#### Given information ####

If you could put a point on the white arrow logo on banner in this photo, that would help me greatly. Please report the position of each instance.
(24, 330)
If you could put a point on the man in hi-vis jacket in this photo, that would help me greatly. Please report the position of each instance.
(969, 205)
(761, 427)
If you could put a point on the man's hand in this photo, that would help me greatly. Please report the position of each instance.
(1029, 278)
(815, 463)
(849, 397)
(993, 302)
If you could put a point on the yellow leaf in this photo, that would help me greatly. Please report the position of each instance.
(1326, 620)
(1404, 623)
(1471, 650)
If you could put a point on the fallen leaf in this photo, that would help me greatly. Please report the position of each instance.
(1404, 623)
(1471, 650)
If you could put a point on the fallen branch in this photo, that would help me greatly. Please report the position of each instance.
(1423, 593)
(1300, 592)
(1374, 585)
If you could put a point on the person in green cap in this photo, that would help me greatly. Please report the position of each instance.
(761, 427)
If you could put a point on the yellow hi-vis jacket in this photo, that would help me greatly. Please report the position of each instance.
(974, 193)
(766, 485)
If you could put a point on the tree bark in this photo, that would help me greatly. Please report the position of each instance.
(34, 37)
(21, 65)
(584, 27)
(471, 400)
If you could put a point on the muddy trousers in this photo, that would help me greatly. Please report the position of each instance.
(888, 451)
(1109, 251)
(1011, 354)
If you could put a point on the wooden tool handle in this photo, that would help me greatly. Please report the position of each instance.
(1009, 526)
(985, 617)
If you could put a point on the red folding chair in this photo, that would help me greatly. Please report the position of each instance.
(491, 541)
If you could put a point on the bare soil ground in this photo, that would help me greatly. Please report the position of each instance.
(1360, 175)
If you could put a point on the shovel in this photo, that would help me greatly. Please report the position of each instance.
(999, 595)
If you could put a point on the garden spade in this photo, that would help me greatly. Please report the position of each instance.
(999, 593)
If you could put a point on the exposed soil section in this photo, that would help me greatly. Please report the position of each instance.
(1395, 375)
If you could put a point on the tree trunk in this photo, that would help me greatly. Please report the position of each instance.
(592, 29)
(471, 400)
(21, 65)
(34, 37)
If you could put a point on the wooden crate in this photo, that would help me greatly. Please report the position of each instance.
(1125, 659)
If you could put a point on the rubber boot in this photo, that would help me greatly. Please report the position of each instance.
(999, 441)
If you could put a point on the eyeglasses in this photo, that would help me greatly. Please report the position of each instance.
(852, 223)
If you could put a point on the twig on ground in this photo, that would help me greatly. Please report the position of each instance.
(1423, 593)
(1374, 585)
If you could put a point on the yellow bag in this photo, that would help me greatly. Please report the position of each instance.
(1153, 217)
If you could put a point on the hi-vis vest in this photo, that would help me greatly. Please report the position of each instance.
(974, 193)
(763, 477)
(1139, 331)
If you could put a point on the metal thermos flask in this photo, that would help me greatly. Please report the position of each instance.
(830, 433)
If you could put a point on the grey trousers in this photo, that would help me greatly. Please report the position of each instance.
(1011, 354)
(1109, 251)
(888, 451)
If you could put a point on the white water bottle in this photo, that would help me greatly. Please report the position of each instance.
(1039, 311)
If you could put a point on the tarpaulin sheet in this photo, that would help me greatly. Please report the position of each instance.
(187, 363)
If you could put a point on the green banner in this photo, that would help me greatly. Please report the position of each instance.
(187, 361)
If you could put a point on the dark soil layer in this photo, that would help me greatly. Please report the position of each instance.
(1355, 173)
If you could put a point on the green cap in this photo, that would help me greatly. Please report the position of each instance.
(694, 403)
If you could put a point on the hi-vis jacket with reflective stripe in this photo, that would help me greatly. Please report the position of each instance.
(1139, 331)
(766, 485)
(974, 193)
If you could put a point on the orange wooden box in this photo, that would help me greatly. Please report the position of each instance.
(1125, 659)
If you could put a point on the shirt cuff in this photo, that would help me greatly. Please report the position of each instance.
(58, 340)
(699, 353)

####

→ Aim
Set out the records above as a JSON list of strings, one string per line with blank lines dropped, beginning at the line containing "If you could put a point on the yellow leaf" and continuing through the line containing "(1360, 175)".

→ Task result
[
  "If you could put a point on the yellow leaf in this photo, that would help me greatly. Please report the position of each instance.",
  "(1326, 620)",
  "(1404, 623)",
  "(1471, 650)",
  "If you could put a point on the fallen leaf in this photo, that would help me greatly. Please report the position of each instance.",
  "(1404, 623)",
  "(1471, 650)",
  "If you could put a point on the fallen branch in this photo, that would help me greatly. Please report the position of each instance.",
  "(1423, 593)",
  "(1300, 592)",
  "(1374, 585)",
  "If you could put a point on the person in green cap in this photo, that would help me greatly. Please report the position of each instance.",
  "(761, 427)",
  "If you could put a point on the yellow hi-vis jacket in this photo, that would help me greatly. Please report the position of each instance.",
  "(974, 193)",
  "(766, 485)",
  "If you could put a point on the tree bark in this photo, that would help me greatly. Please report the position of each instance.",
  "(34, 37)",
  "(21, 65)",
  "(584, 27)",
  "(471, 400)",
  "If you could put a point on the muddy trousers in this photo, that would help me greatly. Please report the position of each instance.",
  "(888, 451)",
  "(1109, 251)",
  "(1011, 354)",
  "If you could put a point on the wooden tool handle in this photo, that would help me greatly. Please report the position of each instance.",
  "(1009, 526)",
  "(985, 617)",
  "If you could put a point on the red folding chair in this photo, that would help me greatly. Please report the position of each instance.",
  "(491, 541)",
  "If you could put a point on the bare soil ground in this photo, that would help me greatly. Please report the position of each instance.",
  "(1360, 175)"
]